--- begin ---

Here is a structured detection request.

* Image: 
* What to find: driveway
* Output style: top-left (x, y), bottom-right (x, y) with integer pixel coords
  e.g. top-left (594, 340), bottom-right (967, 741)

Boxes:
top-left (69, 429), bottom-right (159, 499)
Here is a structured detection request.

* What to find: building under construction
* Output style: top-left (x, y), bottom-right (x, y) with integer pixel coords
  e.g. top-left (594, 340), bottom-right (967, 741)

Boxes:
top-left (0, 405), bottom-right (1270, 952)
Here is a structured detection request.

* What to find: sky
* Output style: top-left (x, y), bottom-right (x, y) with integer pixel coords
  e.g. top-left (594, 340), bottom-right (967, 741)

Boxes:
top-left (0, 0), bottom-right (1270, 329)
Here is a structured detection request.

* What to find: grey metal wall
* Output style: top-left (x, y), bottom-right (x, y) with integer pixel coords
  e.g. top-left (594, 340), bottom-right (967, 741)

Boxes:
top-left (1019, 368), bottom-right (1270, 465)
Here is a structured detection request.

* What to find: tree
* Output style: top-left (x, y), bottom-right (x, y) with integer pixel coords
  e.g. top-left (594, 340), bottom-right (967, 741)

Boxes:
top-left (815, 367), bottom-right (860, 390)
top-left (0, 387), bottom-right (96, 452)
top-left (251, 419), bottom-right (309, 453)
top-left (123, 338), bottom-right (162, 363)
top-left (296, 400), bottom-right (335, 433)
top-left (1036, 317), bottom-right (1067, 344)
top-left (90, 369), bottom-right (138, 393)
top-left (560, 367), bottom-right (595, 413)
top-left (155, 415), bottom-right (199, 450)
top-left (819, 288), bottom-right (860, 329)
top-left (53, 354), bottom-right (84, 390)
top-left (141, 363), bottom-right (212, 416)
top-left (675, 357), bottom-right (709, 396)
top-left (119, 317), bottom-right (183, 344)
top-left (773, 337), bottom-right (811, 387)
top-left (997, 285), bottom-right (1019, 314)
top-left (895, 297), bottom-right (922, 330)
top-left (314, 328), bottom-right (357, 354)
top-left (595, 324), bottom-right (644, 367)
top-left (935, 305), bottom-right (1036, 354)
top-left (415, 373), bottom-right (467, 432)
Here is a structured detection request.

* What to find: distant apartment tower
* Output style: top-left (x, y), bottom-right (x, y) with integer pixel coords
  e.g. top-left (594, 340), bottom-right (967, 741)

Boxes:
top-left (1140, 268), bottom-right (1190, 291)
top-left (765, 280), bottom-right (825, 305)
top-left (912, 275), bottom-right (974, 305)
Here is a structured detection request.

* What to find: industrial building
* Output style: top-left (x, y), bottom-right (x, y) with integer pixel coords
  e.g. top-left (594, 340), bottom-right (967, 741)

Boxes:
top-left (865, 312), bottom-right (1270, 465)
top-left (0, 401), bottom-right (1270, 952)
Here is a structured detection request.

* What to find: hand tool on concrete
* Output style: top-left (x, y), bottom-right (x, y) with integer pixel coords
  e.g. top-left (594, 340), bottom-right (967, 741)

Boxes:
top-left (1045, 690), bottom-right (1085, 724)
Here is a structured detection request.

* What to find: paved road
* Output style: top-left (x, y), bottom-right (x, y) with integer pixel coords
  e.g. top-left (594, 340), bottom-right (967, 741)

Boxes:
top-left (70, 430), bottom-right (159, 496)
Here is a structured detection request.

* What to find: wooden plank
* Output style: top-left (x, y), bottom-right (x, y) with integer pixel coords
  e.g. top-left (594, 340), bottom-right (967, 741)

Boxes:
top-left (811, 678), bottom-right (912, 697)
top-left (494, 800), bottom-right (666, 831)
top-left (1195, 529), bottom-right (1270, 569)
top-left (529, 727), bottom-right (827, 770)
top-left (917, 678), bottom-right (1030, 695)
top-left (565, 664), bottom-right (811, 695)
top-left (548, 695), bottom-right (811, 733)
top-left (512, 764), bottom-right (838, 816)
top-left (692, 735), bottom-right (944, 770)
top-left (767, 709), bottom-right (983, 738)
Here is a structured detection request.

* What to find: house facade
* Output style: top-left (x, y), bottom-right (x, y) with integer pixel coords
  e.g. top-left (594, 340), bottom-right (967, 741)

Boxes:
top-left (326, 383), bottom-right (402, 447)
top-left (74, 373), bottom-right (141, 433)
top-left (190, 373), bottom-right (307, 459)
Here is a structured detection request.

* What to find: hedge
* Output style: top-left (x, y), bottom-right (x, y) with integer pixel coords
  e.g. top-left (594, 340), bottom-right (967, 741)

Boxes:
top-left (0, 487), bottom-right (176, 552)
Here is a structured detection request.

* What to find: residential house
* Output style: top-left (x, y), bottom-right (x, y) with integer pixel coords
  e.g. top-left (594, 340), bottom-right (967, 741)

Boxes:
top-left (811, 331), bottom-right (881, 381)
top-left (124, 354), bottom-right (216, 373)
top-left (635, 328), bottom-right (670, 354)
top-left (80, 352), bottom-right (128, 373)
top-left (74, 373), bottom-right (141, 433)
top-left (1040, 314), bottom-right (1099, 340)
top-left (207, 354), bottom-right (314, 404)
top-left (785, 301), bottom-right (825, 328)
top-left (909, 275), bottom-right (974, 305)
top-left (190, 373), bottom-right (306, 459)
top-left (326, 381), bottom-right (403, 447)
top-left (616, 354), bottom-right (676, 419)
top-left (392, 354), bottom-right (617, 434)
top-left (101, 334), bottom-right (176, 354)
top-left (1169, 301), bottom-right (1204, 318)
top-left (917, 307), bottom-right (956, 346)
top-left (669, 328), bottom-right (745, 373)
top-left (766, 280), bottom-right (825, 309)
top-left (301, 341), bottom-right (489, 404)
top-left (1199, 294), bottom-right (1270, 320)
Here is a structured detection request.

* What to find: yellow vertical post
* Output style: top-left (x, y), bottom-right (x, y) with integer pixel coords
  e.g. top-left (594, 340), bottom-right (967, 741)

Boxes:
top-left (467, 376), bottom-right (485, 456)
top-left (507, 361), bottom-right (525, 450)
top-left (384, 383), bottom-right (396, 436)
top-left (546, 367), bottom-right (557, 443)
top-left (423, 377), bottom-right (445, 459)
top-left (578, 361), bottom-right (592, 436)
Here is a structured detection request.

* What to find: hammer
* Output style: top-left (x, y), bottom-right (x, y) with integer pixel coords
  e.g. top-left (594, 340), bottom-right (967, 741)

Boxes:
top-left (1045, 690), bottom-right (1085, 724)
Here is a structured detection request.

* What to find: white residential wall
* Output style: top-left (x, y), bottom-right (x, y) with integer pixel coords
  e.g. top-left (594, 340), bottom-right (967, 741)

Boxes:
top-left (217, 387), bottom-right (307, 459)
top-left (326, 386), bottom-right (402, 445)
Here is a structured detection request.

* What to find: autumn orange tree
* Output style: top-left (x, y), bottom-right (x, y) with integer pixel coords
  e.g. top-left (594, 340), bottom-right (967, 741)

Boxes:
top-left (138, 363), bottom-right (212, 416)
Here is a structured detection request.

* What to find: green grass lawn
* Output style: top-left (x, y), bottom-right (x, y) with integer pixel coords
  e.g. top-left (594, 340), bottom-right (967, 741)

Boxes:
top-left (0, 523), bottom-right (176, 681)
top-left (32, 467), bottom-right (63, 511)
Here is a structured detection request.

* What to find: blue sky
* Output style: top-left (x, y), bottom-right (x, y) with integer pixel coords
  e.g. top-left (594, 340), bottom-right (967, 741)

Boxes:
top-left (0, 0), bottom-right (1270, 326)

--- end ---

WORK TO COMPLETE :: Convert the rows, starting with the first line and going on through the line containing "top-left (69, 429), bottom-right (159, 499)", into a JSON list of strings with one string per line. Omit blank lines.

EXERCISE RESPONSE ::
[
  "Here is a structured detection request.",
  "* Image: ",
  "* What to find: driveway",
  "* Output style: top-left (x, y), bottom-right (x, y) with integer pixel coords",
  "  e.g. top-left (594, 340), bottom-right (967, 741)",
  "Boxes:",
  "top-left (69, 429), bottom-right (159, 499)"
]